==== PASSAGE
Income is highly correlated to educational level and employment status (Van Acker & Witlox, 2010).

These two variables hence are also determinants of the demand for public transport, but also of the income of people. Because similar relations are present, studying all three variables is unnecessary.

Income also is related to gender and age. Younger people for instance have lower incomes than older people and males usually get more money for the same functions than women (Erdem & Houben, 2008).

(22)

Educational level

The income of people is highly related to the educational level they have enjoyed. There is however special Dutch policy that might lead to different relations between educational level and the demand for public transport in the Netherlands. People that have enjoyed high education (since 1991) have had a free travel Public Transport-card during their time as a student. One of the ideas behind this card was that students that get used to travelling by public transport are going to use public transport later on in their life. When however the bus network you used as a student was very poor this might also work counterproductive.

Because, compared to the total population, only a limited number of people have had such a card the influence of the educational level (next to income level) probably is not very large.

Driving license

To use a car by yourself it is obliged to have a driving license. People without a driving license can hence (theoretically) only use a car as a passenger. Their number of car trips is likely to be relatively lower. The other modes therefore take a larger share of the trips of people without a driving licence than people that do have a driving license. The share of bus transport is therefore also probably higher for people that do not have a driving license.

Household composition

Different characteristics of the household composition can also be determinants of the demand for bus transport. Household size for instance influences the travel distance in such a way that larger

households travel further. Larger households are also more dependent on car use (Van Acker &

Witlox, 2010), which means that they probably use the bus less. An advantage of the car as a mode of transport is that using it costs the same for 5 persons as for 1 person. For bus use however travelling with 5 persons is 5 times as expensive as travelling alone.

It is also important how many people work in a household. In dual-earner households travel distances tend to be higher. Also car dependency, and use, are higher in dual-earner households. The study of Maat & Timmerhuis (2009) shows however also that in dual earner households with more than one car, cars are not used for commuting in many cases (about 40%).

When young children are in a (dual-earner) household men tend to leave the car at home more. This is because women in most cases are responsible for the transport of the children to and from school.

Women hence profit most from the car and men commute with another mode (Maat & Timmerhuis, 2009).

Other

Other characteristics that can have a relation with the demand for bus transport are being a student or disabled.

Students get a PT-card with which they can travel for free during week or weekend days. Because using the bus is free for them it can be expected that they use the bus more often (Fitzroy & Smith, 1998). The number of students in a certain zone therefore probably is an important determinant of the demand for bus transport.
========
==== INFORMATION PROVIDED
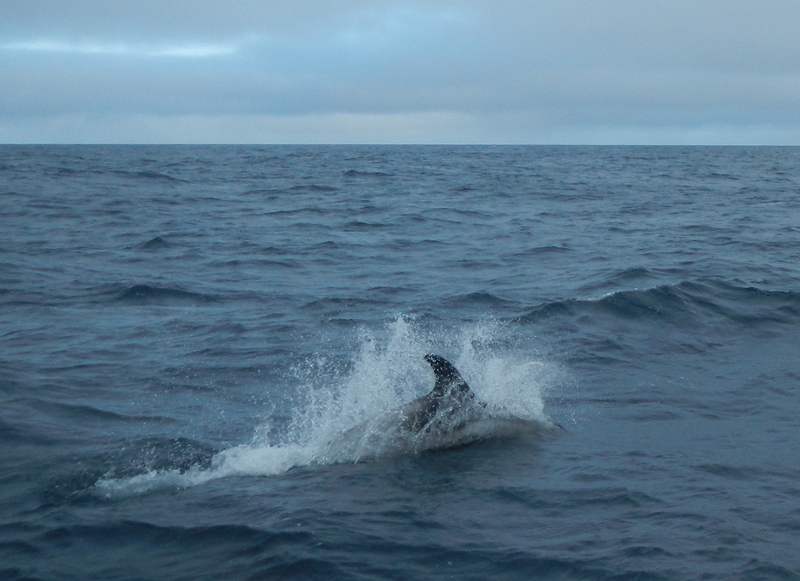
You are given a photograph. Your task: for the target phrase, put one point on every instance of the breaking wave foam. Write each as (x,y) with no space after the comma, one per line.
(346,415)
========
# AIM OF THE TASK
Rewrite the part of the passage on bus transport demand starting at "Different characteristics of" and ending at "as travelling alone.", substituting "tram" for each occurrence of "bus".

# WRITTEN RESPONSE
Different characteristics of the household composition can also be determinants of the demand for tram transport. Household size for instance influences the travel distance in such a way that larger

households travel further. Larger households are also more dependent on car use (Van Acker &

Witlox, 2010), which means that they probably use the tram less. An advantage of the car as a mode of transport is that using it costs the same for 5 persons as for 1 person. For tram use however travelling with 5 persons is 5 times as expensive as travelling alone.